■ **Assignment**: When a line of the material has the word "visibility" in it, copy that line.

+++

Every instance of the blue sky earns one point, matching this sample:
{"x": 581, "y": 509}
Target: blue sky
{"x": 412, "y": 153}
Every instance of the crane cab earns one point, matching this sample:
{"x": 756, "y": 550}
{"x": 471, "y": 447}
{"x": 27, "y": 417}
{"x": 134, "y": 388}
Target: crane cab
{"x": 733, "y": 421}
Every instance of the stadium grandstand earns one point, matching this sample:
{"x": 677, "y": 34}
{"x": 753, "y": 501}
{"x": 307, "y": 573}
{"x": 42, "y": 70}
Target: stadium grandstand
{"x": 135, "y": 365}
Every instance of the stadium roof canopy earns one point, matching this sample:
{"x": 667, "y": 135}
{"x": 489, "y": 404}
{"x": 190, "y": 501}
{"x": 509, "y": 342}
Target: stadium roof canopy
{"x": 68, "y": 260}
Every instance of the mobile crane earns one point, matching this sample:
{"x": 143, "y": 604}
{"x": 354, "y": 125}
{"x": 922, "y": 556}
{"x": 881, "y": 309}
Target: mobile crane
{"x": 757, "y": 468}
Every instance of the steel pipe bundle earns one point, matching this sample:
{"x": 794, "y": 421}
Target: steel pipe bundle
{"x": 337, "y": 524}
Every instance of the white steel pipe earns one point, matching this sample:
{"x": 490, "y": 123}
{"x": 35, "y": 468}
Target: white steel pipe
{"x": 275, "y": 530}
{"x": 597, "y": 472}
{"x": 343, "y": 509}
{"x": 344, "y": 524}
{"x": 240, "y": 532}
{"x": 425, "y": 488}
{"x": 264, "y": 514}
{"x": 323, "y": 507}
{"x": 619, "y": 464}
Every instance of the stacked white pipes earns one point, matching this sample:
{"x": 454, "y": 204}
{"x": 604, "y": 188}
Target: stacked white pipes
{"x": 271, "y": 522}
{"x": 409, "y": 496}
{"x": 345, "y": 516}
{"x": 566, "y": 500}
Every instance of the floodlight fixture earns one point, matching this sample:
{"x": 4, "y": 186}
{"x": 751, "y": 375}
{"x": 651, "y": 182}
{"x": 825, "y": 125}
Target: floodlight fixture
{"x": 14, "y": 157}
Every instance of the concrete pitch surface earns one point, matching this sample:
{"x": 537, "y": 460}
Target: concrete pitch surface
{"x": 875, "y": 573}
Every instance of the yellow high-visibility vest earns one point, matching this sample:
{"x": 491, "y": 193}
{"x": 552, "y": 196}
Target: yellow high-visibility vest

+++

■ **Written solution**:
Every instance of the yellow high-visibility vest earns one point, matching this sample:
Target: yellow high-visibility vest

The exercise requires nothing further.